Natural-language object grounding data:
···

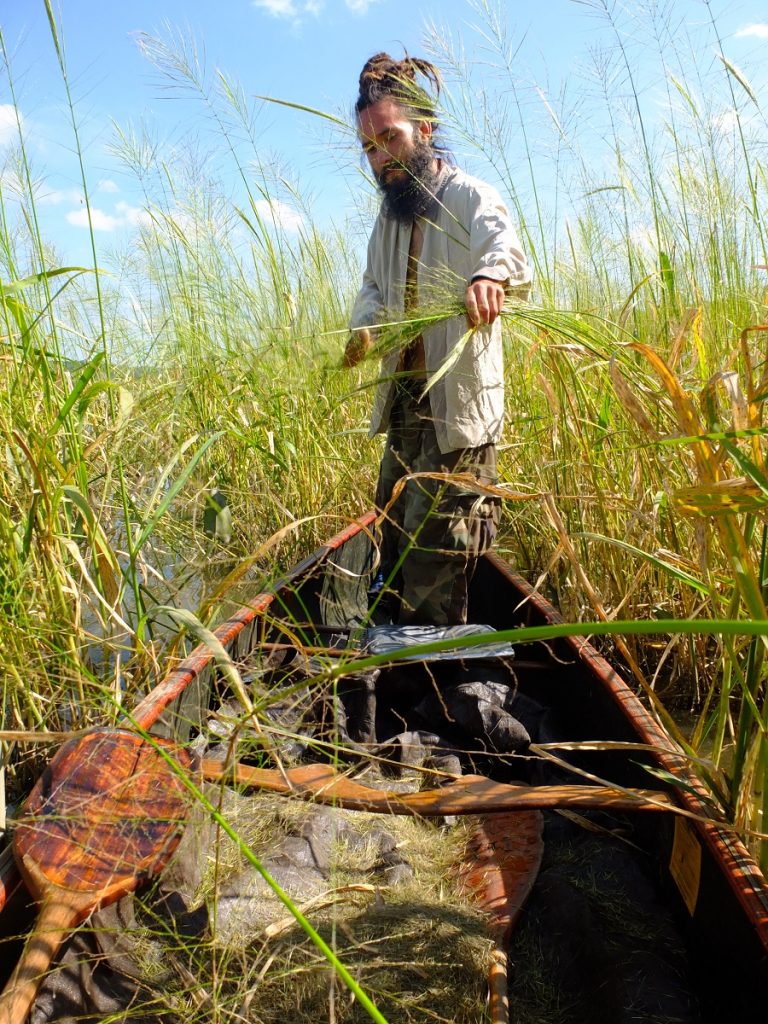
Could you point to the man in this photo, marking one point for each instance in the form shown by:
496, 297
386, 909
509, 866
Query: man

···

- Task objective:
Give the data again exactly, without pictures.

- Completed task:
Could you point to the man in this photo, marking one point for each instance in the form shown by:
496, 297
386, 909
509, 866
Query: man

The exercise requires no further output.